* **STATED GOAL 1**
Return the passage of the polling analysis between "The polling currently" and "win for Romney.", inclusive, copied word for word.

* **TEXT SEGMENT**
--*--
In the 22 national head-to-head polls with Romney conducted in the month of October, Obama has hit 50 percent once, 49 percent four times, 48 percent three times, 47 percent eight times, 46 percent once, and 45 percent five times. (He hasn’t hit 48 percent in a national poll since October 20.) Mind you, in most of these polls Obama has trailed narrowly, with Romney at 48 to 50 percent, and in a few, he’s led Romney, with the GOP challenger at 45 percent or so. But the polling this month points to a strikingly consistent percentage of support for an incumbent president.

Not only is Obama’s percentage in the RealClearPolitics average 47 percent, he’s at 47 percent in four tracking polls: Rasmussen, ABC News/Washington Post, Gallup, and IBD/TIPP. It is not merely significant that Obama is likely at 47 percent at this moment, it’s that he’s been around 47 percent for most of the month — with debates, new attack-ad barrages on both sides, etc. He’s around 47 percent in polls with many remaining undecideds and few remaining undecideds.

We can debate whether those remaining undecideds, ranging from 3 to 8 percent in most of these polls, will break heavily for the challenger. In 2004, George W. Bush and John Kerry split the remaining undecideds roughly evenly. But the one scenario that political scientists deem virtually impossible is one where undecideds who have declined to support the incumbent all year suddenly break heavily in favor of him. For most of the remaining undecideds, the choice is between voting for the challenger and staying home.

The polling currently suggests President Obama has a hard ceiling of about 47 percent, perhaps 48 percent. Let’s take the 50–47 split found currently in the Rasmussen, Washington Post, and Gallup tracking polls. Presume that most of the remaining undecideds stay home, and that the vote for third-party candidates amounts to about a percentage point. Under that scenario, we would see a 51 percent to 47.9 percent popular-vote win for Romney.

There are two other little-discussed indicators pointing to a Romney popular-vote win — the GOP challenger’s level of support in the uncontested blue states and in the uncontested red states.

There are a bunch of heavily populated states in the Northeast and on the West Coast that remain frustratingly uncompetitive for Republicans. But last cycle, the bottom really fell out for the GOP, due to several factors: the Obama campaign’s serious financial advantages, enormous grassroots enthusiasm among Democrats, the John McCain–Sarah Palin ticket’s lack of appeal to these regions, and of course, the economic meltdown. The bad news for Republicans is that the Romney–Ryan ticket is unlikely to put any of these in play. The good news is that Romney appears likely to dramatically overperform the low bar of McCain’s level from 2008, owing to GOP grassroots enthusiasm even in uncompetitive states.
--*--
* **STATED GOAL 2**
Collect every line of the entries that contains the word "face", treating uppercase and lowercase as different.
--*--
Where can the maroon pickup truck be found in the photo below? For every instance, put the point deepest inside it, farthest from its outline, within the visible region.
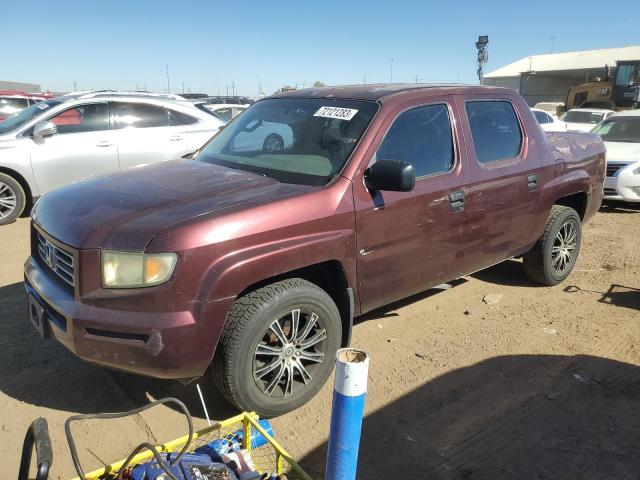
(252, 259)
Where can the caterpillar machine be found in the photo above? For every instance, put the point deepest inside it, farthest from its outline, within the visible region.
(618, 93)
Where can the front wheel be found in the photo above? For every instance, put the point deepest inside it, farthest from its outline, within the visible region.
(553, 257)
(278, 347)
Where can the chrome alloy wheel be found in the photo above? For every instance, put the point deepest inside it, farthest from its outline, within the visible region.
(564, 245)
(288, 353)
(8, 200)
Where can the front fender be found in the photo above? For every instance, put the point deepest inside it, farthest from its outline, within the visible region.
(231, 274)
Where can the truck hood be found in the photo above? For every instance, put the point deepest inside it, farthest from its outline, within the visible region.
(124, 210)
(623, 151)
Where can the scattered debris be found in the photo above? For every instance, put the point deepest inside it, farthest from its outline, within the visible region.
(492, 298)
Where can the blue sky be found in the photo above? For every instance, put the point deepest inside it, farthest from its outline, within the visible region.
(209, 45)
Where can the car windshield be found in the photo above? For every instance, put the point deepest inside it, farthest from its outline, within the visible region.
(297, 140)
(19, 119)
(578, 116)
(620, 129)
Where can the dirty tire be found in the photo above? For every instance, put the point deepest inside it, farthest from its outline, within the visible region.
(248, 326)
(12, 199)
(538, 262)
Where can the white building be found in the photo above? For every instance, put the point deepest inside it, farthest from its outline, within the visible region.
(548, 77)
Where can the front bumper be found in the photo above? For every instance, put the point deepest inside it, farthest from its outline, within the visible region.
(163, 345)
(624, 185)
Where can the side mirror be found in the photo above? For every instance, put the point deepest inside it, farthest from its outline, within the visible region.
(44, 129)
(390, 175)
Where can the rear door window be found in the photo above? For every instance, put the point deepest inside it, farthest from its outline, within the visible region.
(422, 137)
(495, 130)
(140, 115)
(92, 117)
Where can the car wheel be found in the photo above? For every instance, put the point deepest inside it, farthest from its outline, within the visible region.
(553, 257)
(12, 199)
(273, 143)
(278, 347)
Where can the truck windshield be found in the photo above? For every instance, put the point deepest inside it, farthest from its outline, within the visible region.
(581, 116)
(620, 129)
(23, 117)
(294, 140)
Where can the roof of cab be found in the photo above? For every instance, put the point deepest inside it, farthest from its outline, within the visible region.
(380, 91)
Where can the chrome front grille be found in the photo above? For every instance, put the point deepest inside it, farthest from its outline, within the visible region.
(612, 168)
(58, 260)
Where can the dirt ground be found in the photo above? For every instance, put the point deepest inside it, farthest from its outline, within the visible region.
(544, 384)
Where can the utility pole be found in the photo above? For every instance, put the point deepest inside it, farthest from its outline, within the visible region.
(483, 55)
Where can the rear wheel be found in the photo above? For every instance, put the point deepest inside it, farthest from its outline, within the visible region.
(12, 199)
(278, 347)
(553, 257)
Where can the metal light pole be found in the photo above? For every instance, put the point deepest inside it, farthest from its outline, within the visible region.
(483, 55)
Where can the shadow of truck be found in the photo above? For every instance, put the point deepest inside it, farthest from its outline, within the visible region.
(512, 417)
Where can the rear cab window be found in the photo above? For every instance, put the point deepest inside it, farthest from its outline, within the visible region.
(423, 137)
(495, 129)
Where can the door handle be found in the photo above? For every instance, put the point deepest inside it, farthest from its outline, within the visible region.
(456, 201)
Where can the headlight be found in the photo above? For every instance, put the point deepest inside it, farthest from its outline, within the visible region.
(131, 270)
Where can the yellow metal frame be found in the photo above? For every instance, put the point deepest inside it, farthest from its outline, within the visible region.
(248, 420)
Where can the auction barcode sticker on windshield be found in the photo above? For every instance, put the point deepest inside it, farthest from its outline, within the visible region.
(336, 112)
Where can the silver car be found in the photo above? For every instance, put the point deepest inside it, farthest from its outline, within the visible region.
(65, 139)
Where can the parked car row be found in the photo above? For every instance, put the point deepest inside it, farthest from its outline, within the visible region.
(64, 139)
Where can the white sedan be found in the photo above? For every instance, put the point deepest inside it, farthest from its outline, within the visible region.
(548, 122)
(584, 119)
(59, 141)
(621, 135)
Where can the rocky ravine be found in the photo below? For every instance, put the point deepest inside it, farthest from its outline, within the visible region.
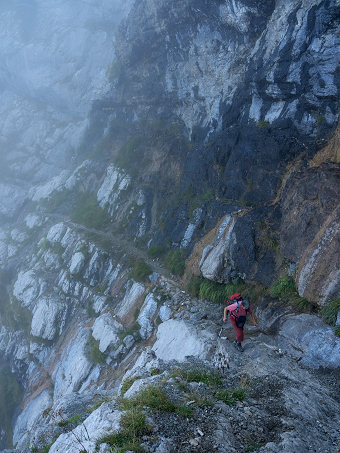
(206, 126)
(75, 360)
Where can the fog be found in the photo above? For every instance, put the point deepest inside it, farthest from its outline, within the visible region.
(54, 61)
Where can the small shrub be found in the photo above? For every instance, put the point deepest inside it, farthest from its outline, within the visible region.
(175, 261)
(184, 411)
(330, 312)
(134, 427)
(152, 397)
(141, 270)
(200, 375)
(212, 378)
(285, 289)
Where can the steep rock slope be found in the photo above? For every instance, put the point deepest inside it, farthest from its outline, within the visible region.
(209, 118)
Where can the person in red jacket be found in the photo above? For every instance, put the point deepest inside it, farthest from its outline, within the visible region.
(238, 310)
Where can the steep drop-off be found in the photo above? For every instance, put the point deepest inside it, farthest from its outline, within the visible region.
(138, 135)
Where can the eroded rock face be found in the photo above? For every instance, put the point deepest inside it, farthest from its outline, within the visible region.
(232, 254)
(310, 232)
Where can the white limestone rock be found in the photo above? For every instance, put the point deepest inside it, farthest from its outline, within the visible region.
(165, 313)
(29, 417)
(103, 421)
(33, 221)
(131, 296)
(74, 366)
(177, 339)
(114, 183)
(11, 199)
(105, 330)
(77, 262)
(45, 190)
(56, 232)
(146, 316)
(26, 288)
(49, 317)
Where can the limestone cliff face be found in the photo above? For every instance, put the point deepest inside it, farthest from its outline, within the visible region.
(249, 87)
(166, 123)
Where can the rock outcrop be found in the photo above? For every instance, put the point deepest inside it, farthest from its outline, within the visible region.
(188, 125)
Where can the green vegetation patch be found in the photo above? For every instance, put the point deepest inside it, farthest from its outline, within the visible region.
(330, 312)
(127, 384)
(129, 438)
(88, 212)
(75, 420)
(174, 261)
(220, 292)
(211, 378)
(156, 251)
(140, 272)
(263, 124)
(156, 399)
(10, 398)
(230, 396)
(285, 289)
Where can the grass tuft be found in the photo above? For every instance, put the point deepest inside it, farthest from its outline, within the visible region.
(330, 312)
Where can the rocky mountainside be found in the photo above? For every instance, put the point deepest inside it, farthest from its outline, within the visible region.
(155, 159)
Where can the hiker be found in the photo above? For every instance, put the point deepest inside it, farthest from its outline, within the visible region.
(238, 309)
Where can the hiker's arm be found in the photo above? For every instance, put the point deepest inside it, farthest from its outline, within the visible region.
(254, 320)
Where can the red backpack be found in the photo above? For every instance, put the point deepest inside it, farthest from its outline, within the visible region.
(239, 319)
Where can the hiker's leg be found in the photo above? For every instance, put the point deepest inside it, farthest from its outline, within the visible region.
(238, 330)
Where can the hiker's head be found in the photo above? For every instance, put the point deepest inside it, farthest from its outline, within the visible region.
(245, 303)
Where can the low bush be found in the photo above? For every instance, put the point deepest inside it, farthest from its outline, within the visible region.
(129, 438)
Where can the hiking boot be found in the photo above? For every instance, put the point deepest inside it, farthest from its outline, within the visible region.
(238, 346)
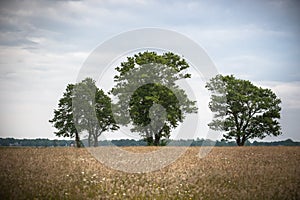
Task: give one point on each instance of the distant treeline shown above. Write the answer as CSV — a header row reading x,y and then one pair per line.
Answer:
x,y
126,142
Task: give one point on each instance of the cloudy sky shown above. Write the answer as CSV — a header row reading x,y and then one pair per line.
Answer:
x,y
43,45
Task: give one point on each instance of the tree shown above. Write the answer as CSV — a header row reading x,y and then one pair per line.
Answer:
x,y
93,107
148,97
243,110
63,119
83,107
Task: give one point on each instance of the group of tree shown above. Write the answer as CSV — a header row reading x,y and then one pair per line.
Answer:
x,y
83,108
12,142
149,99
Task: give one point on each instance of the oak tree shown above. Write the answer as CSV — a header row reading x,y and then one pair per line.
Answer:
x,y
242,110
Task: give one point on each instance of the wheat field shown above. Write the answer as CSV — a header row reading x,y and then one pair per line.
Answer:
x,y
225,173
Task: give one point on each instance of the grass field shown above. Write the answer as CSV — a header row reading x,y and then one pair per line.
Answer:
x,y
225,173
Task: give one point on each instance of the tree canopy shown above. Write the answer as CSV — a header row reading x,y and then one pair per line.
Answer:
x,y
148,96
242,110
63,119
84,107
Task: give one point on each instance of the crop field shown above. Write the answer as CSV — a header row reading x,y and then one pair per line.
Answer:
x,y
225,173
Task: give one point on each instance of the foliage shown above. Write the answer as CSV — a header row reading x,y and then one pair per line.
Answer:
x,y
243,110
93,109
83,107
148,97
63,119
--*--
* **CORRECT RESPONSE 1**
The polling currently suggests President Obama has a hard ceiling of about 47 percent, perhaps 48 percent. Let’s take the 50–47 split found currently in the Rasmussen, Washington Post, and Gallup tracking polls. Presume that most of the remaining undecideds stay home, and that the vote for third-party candidates amounts to about a percentage point. Under that scenario, we would see a 51 percent to 47.9 percent popular-vote win for Romney.

* **CORRECT RESPONSE 2**
Where can the eroded rock face be found in the photo above? For every instance, put the point deepest inside it, farthest from its outline, within the visible region.
Where can the limestone cliff face be found in the photo above? For every instance, put the point deepest inside it, farthest from its outline, within the visible region.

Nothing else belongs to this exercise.